[Saved data entries]

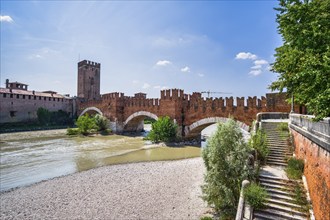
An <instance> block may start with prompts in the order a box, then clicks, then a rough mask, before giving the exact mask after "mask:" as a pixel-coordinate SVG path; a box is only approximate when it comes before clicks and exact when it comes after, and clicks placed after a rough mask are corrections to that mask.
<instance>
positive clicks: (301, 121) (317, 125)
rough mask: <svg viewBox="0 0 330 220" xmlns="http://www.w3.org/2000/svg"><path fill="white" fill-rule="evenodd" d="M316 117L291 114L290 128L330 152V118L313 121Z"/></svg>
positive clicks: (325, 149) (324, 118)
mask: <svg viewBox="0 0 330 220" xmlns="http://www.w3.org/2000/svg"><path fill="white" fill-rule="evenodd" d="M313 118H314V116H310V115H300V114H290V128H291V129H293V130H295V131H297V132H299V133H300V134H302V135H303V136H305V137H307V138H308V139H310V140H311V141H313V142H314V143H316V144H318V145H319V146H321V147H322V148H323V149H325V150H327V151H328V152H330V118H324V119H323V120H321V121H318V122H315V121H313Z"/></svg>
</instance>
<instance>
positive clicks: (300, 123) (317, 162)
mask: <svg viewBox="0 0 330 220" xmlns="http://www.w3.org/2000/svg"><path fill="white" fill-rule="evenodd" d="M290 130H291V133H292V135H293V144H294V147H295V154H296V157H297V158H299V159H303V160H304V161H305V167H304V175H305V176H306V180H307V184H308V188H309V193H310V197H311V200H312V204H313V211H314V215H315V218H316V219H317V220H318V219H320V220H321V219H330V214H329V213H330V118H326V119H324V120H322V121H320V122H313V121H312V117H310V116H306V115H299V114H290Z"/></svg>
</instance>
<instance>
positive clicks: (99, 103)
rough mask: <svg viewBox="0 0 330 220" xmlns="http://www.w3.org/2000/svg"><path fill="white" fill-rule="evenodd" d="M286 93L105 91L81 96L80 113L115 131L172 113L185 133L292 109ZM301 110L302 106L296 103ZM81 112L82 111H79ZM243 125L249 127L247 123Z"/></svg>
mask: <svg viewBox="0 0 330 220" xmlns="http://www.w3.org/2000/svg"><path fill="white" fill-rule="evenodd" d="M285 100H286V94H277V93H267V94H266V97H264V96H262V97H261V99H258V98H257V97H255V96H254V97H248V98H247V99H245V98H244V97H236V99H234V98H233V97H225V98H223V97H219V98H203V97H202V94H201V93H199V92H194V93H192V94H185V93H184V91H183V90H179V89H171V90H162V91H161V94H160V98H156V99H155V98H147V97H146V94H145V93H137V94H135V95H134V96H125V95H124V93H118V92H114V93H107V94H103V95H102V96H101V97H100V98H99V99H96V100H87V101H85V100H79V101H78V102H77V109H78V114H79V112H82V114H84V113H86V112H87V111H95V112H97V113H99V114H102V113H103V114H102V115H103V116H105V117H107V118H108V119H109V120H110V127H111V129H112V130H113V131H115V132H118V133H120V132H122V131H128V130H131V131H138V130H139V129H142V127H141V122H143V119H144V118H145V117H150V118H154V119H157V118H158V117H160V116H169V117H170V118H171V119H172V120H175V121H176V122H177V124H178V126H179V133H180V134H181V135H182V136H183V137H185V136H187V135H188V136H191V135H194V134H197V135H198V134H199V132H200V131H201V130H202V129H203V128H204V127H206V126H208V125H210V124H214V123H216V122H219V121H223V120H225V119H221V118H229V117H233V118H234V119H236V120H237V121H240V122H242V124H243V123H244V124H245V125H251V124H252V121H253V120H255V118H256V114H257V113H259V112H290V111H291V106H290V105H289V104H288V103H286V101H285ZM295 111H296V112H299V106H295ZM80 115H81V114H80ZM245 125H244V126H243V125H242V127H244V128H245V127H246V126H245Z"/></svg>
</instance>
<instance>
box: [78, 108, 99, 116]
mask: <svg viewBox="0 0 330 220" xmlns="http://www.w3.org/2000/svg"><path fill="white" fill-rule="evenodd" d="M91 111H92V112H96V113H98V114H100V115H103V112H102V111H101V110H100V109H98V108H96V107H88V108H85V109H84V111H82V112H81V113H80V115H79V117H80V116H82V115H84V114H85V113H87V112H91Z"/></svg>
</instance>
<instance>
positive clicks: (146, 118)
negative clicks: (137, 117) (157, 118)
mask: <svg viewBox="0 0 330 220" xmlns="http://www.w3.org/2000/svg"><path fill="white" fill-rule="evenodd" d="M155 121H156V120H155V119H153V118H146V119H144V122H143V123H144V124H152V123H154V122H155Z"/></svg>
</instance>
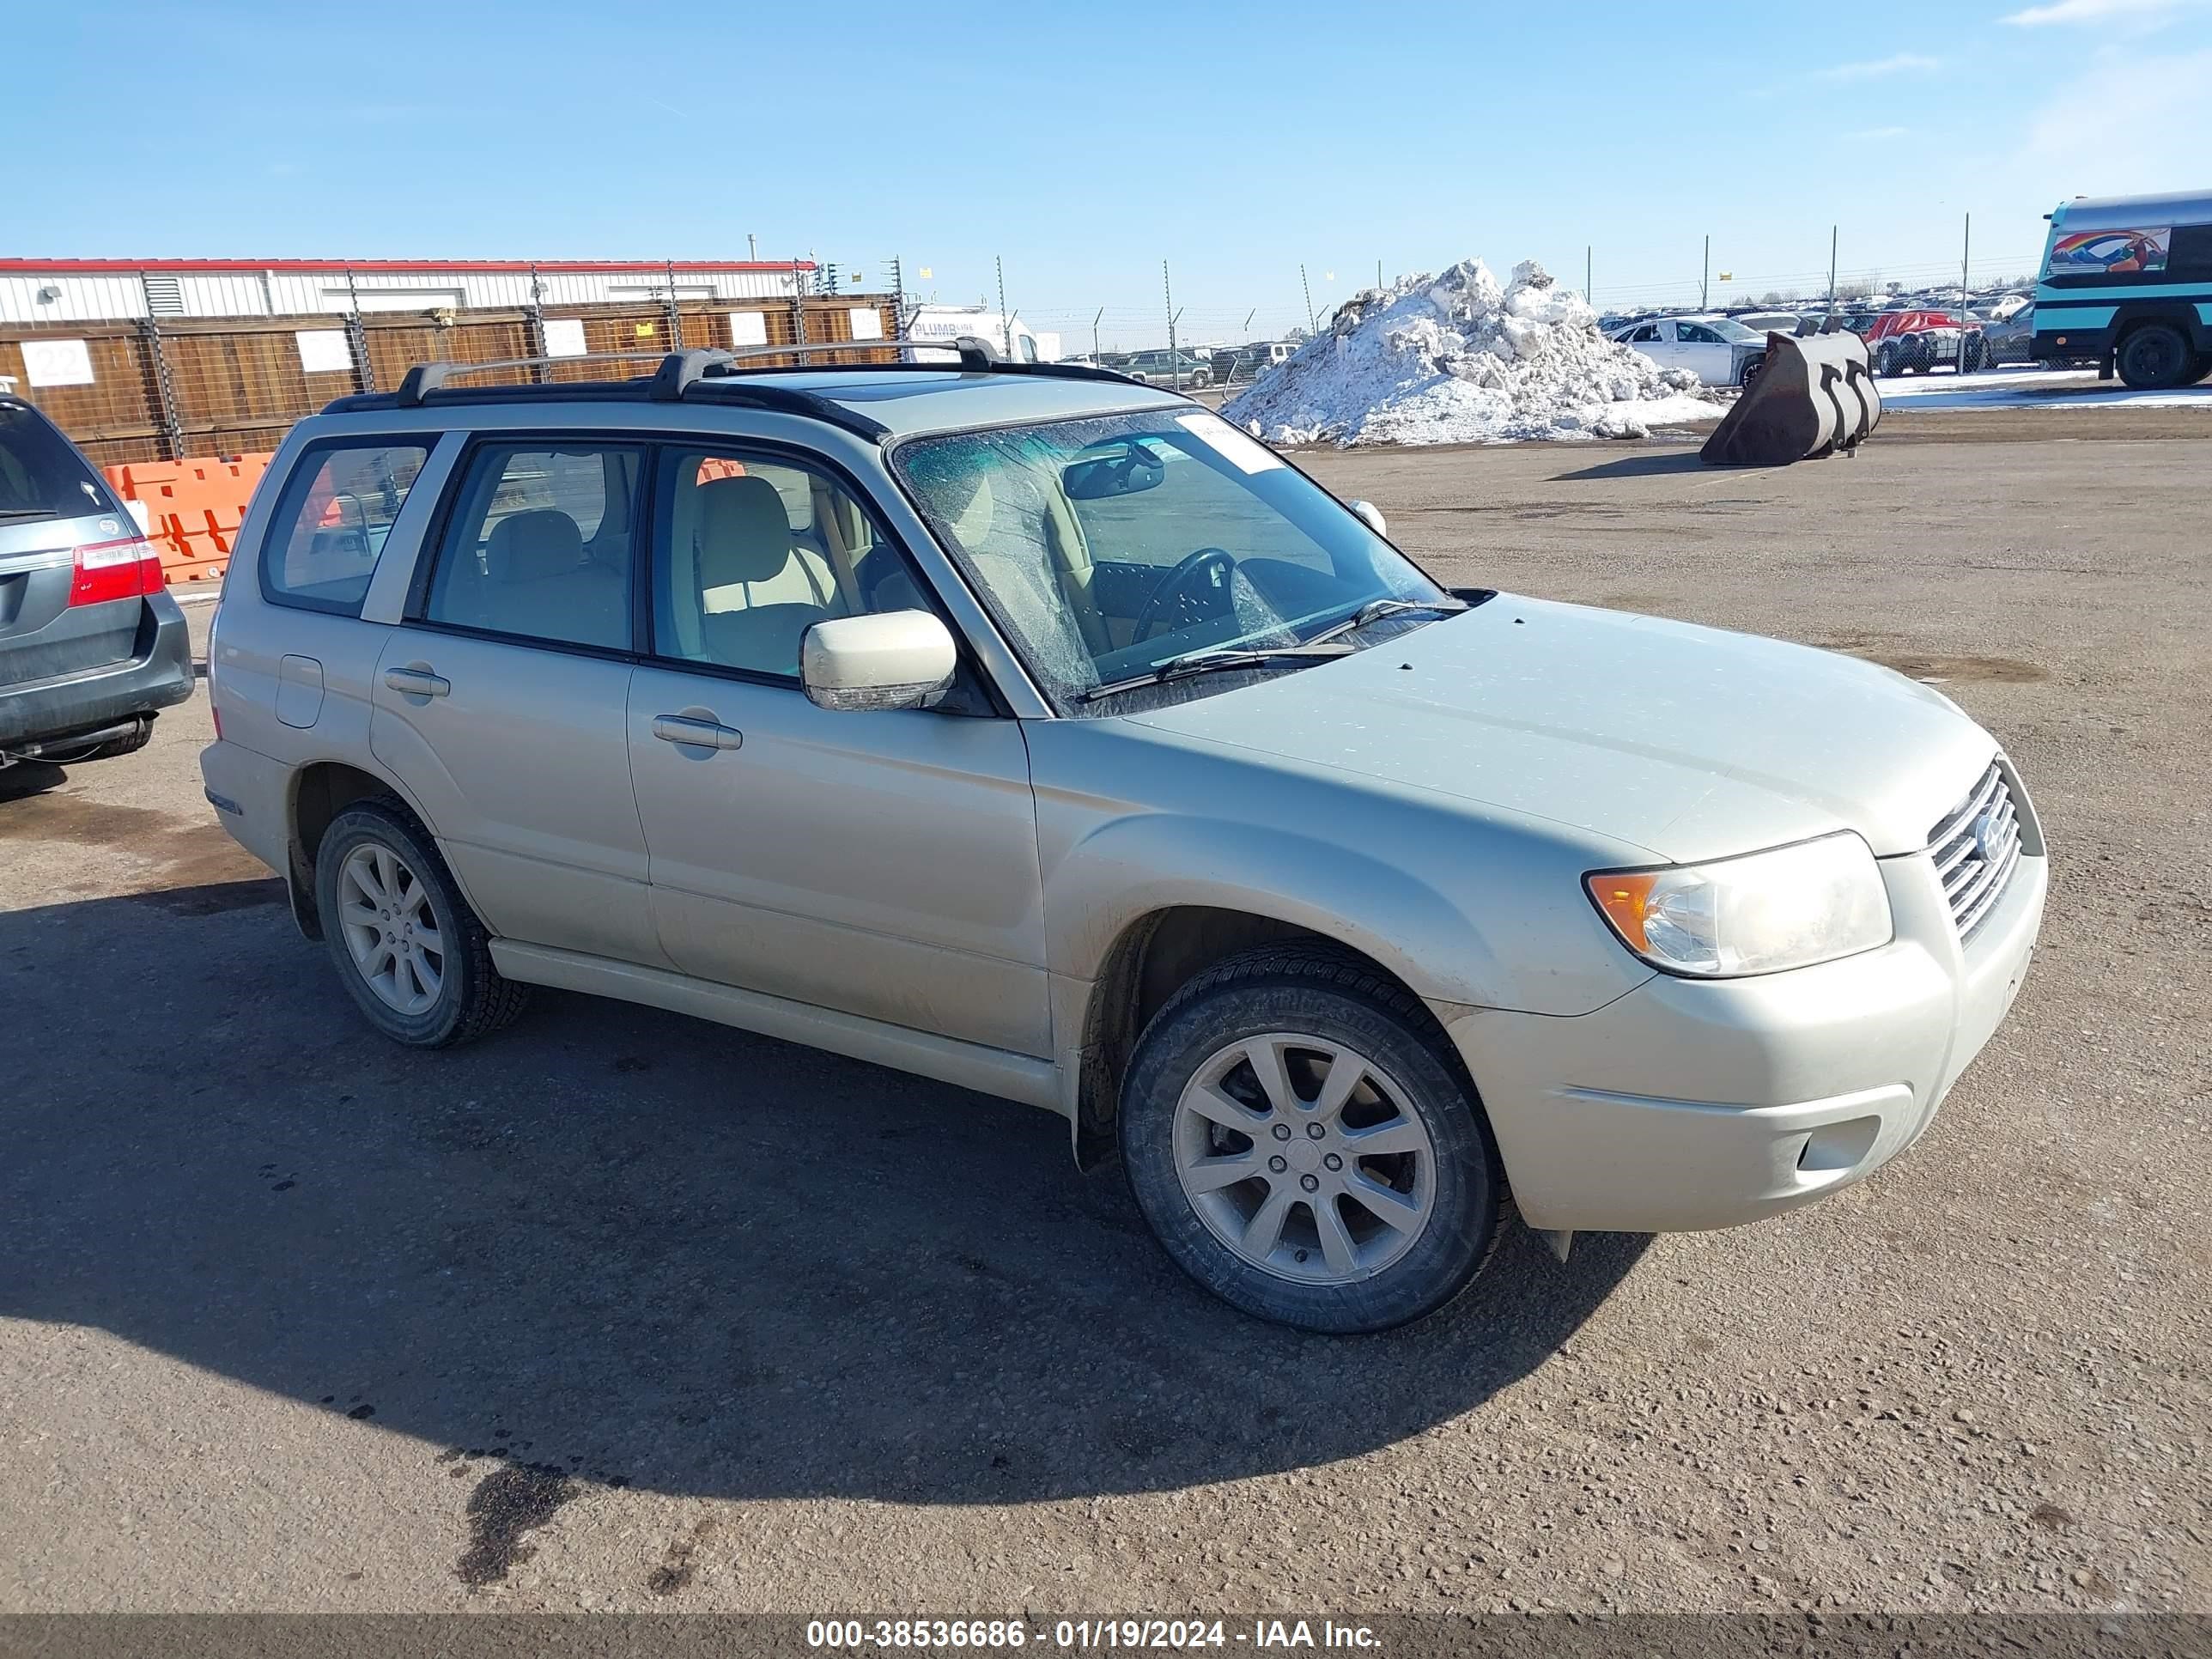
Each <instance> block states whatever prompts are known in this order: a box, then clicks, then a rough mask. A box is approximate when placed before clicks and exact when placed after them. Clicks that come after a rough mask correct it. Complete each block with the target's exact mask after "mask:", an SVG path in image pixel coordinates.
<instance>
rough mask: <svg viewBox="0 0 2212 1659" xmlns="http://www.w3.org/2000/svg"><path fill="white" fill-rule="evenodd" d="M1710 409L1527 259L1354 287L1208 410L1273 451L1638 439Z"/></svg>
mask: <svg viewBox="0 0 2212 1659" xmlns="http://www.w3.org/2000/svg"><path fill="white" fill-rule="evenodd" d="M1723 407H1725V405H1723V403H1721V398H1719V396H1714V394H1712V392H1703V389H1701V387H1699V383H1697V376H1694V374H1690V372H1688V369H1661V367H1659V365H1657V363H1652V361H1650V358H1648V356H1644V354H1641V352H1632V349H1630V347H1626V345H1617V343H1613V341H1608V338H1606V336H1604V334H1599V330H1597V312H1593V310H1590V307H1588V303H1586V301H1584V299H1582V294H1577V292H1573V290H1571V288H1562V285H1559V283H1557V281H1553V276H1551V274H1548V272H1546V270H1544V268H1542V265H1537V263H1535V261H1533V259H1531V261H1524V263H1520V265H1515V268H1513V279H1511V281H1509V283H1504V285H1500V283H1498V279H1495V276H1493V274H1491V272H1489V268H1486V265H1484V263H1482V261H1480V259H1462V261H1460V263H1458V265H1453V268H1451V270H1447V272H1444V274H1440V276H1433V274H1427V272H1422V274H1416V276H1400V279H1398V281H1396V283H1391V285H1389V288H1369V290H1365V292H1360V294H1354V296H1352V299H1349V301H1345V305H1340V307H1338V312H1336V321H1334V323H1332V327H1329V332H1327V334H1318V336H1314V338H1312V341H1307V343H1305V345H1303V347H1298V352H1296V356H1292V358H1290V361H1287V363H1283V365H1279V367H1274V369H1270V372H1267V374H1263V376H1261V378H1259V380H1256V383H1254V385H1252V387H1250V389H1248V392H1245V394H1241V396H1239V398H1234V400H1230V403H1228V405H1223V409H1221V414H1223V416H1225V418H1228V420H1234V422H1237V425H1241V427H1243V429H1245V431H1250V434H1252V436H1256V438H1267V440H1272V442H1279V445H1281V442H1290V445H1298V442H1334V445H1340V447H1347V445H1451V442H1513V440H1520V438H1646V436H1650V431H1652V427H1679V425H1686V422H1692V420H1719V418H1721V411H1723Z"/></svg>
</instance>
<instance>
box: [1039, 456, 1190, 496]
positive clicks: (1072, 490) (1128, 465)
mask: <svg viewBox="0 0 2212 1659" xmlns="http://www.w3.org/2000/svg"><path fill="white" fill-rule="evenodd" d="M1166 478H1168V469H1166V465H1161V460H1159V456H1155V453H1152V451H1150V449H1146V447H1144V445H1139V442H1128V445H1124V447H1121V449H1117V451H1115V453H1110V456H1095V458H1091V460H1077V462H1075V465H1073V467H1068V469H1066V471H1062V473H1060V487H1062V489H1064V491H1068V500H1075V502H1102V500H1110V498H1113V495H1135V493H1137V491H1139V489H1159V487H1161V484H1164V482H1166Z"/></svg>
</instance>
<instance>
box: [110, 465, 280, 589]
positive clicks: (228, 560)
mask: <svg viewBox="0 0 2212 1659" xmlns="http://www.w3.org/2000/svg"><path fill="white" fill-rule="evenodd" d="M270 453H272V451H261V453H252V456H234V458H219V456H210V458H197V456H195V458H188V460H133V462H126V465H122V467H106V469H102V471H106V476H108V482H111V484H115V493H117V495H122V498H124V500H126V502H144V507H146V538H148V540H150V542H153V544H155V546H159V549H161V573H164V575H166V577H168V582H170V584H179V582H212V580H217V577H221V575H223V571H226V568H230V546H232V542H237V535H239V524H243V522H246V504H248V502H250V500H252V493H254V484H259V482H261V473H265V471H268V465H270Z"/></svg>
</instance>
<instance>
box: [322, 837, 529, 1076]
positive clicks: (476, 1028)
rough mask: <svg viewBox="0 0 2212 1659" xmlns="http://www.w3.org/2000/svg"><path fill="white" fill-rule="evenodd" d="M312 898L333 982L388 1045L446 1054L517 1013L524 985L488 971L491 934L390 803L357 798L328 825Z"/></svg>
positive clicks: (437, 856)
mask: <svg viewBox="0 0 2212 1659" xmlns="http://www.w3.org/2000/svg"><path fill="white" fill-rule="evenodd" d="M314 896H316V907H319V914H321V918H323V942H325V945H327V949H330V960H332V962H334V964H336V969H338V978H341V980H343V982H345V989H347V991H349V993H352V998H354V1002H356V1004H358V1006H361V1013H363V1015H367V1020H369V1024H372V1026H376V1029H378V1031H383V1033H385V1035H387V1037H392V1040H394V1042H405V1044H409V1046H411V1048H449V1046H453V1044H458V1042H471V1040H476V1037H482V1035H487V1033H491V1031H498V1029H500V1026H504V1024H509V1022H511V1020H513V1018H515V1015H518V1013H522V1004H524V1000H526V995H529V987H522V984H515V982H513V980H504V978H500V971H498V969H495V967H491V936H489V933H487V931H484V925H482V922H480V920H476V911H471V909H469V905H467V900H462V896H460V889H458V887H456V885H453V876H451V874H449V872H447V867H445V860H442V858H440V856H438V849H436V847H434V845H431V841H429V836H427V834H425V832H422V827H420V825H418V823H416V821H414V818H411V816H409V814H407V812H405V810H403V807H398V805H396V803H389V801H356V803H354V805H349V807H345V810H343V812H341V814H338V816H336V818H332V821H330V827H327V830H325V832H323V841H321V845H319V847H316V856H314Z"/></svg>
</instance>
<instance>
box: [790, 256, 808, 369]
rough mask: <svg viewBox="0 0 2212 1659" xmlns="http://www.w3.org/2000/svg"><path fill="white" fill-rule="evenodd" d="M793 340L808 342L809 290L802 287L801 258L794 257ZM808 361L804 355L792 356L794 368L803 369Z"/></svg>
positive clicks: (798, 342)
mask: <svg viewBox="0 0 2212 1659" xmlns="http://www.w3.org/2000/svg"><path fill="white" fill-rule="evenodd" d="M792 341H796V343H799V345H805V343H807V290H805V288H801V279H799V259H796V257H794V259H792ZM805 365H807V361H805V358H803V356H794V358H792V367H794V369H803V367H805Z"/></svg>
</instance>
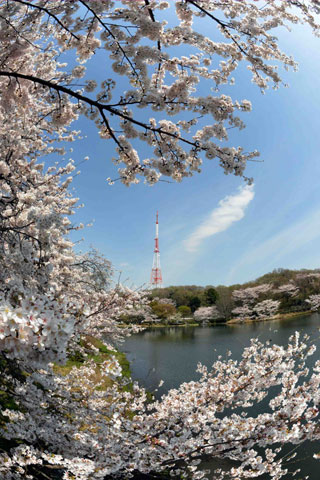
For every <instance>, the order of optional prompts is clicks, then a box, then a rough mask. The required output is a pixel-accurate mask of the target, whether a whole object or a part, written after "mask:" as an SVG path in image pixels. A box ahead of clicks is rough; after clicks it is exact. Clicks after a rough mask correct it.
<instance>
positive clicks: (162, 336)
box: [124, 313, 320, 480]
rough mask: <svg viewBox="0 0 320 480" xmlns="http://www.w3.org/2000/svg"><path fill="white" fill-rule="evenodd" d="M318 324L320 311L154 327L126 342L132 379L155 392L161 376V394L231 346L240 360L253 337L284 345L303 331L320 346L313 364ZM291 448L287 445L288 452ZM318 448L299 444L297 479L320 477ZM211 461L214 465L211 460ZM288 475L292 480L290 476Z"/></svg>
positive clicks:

ACTIVITY | Could you recast the lines from the start of the records up to and including the line with "positive clicks: (325, 149) (324, 118)" as a numbered list, leaving out blank lines and pictures?

ANSWER BOX |
1. An <instance> block may start with prompts in the order a box, then clicks, then a rough mask, before giving the exact mask after "mask:" as a pixel-coordinate SVG path; a box is only approximate when it comes before clicks and exact when it comes after, and clicks placed after a rough mask are corrections to that mask.
2. <instance>
3. positive clicks: (301, 121) (317, 125)
4. rough mask: <svg viewBox="0 0 330 220" xmlns="http://www.w3.org/2000/svg"><path fill="white" fill-rule="evenodd" d="M316 117L291 114L290 128L330 152V118L313 121Z"/></svg>
5. positive clicks: (325, 149) (324, 118)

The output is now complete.